* _TASK ITEM_
Reproduce verbatim, in full, the passage below on the growth of the alternative protein industry.

* _EXCERPTED PASSAGE_
2019 was a huge year for the alternative protein industry: Beyond Meat had a successful IPO, Impossible Foods raised $300 million in funding, and Burger King rolled out the Impossible Whopper across the U.S. These clear market signals had a ripple effect. By early 2020, Starbucks, KFC, and Papa John’s all launched plant-based meat products in China.
I’m not going to lie. As an organisation that has acceleration of the alternative protein sector as its laser focus target, of course we’re excited. A lot of us at GFI have been working for years, if not decades, to see this day coming to fruition. However, it’s too early to pop the champagne bottle as a lot of work remains to be done to ensure that alternative protein reaches its full potential of being one of the most promising solutions to more than one of the world’s most pressing problems. We can’t afford to have this excitement turn into a fad.
So our team looked into what we should prioritise, if our goal is to support the sustainable growth of the alternative protein sector in Asia. There are three gaps we identified:
- Lack of awareness in who’s who in the industry, especially the makers instead of the sellers.

* _SOURCE DATA_
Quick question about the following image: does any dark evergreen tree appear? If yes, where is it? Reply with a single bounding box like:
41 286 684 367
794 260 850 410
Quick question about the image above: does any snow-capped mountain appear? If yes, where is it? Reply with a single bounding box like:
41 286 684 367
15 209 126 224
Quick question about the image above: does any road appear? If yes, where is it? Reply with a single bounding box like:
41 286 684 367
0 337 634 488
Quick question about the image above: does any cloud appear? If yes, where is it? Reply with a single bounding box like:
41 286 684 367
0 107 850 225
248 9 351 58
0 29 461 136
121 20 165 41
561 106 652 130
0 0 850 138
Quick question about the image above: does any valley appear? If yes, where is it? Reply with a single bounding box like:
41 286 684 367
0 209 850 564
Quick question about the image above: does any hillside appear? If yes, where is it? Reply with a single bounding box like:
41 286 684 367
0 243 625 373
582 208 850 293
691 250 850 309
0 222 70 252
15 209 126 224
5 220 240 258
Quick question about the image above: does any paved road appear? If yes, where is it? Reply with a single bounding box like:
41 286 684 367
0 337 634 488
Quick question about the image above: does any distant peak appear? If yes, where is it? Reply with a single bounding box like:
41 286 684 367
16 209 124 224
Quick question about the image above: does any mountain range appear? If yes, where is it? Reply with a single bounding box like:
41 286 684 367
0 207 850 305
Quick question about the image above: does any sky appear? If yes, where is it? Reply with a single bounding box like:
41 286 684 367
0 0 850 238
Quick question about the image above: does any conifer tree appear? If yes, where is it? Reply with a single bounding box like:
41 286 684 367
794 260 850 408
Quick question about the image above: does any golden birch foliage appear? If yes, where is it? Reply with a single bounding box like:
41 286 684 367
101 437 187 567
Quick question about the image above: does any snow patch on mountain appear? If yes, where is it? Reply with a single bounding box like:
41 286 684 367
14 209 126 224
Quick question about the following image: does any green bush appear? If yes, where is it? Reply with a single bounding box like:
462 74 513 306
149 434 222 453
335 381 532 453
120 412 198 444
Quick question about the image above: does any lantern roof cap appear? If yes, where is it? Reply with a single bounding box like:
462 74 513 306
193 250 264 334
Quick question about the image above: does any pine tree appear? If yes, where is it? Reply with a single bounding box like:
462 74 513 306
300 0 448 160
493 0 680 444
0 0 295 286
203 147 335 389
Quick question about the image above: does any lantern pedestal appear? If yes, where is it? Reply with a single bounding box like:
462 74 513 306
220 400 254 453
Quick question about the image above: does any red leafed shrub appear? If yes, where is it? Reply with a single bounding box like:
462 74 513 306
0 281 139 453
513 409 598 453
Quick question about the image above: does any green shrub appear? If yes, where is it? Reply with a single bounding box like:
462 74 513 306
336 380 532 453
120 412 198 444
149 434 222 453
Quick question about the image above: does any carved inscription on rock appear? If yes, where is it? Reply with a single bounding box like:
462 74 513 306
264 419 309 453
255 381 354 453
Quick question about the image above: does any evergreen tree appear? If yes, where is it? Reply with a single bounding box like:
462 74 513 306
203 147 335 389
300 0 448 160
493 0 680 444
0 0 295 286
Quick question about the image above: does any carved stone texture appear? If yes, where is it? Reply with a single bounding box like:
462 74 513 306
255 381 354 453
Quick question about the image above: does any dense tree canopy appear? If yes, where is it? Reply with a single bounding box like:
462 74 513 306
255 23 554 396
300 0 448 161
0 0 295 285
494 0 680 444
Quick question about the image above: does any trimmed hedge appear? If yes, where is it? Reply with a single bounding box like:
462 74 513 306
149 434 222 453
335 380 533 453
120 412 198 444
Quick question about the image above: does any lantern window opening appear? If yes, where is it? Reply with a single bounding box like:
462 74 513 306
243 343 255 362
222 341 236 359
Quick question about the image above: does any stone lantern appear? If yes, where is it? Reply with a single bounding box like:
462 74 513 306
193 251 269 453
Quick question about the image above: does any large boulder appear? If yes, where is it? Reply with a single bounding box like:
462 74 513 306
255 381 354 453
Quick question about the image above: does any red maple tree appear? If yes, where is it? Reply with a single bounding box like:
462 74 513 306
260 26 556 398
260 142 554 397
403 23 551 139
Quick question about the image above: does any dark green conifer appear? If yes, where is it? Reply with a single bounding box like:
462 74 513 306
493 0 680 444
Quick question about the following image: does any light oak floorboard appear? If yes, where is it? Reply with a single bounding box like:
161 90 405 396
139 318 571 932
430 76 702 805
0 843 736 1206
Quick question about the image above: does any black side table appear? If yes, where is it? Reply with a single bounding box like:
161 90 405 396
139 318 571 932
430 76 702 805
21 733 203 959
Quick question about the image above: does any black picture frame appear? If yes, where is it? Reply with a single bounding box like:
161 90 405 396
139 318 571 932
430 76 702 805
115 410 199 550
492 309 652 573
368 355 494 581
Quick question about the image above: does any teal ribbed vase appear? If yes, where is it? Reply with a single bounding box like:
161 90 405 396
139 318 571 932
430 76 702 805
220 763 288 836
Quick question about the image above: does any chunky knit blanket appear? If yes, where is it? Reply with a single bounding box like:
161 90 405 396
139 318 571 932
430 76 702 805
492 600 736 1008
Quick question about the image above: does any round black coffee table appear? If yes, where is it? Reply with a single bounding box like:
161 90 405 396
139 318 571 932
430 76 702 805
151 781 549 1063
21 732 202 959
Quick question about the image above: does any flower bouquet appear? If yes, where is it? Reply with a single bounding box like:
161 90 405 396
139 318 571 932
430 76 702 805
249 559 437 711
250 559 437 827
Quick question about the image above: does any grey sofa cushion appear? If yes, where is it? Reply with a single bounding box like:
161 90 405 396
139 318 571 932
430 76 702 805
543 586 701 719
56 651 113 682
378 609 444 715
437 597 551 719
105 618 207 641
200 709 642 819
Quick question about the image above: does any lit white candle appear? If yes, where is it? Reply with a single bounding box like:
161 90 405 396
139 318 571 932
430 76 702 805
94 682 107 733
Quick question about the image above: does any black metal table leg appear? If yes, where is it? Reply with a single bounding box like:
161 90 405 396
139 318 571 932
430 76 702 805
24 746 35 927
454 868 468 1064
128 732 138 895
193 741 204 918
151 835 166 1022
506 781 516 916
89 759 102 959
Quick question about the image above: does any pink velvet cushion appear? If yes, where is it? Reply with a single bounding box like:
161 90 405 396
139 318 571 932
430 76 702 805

* _WRITTEN RESPONSE_
2019 was a huge year for the alternative protein industry: Beyond Meat had a successful IPO, Impossible Foods raised $300 million in funding, and Burger King rolled out the Impossible Whopper across the U.S. These clear market signals had a ripple effect. By early 2020, Starbucks, KFC, and Papa John’s all launched plant-based meat products in China.
I’m not going to lie. As an organisation that has acceleration of the alternative protein sector as its laser focus target, of course we’re excited. A lot of us at GFI have been working for years, if not decades, to see this day coming to fruition. However, it’s too early to pop the champagne bottle as a lot of work remains to be done to ensure that alternative protein reaches its full potential of being one of the most promising solutions to more than one of the world’s most pressing problems. We can’t afford to have this excitement turn into a fad.
So our team looked into what we should prioritise, if our goal is to support the sustainable growth of the alternative protein sector in Asia. There are three gaps we identified:
- Lack of awareness in who’s who in the industry, especially the makers instead of the sellers.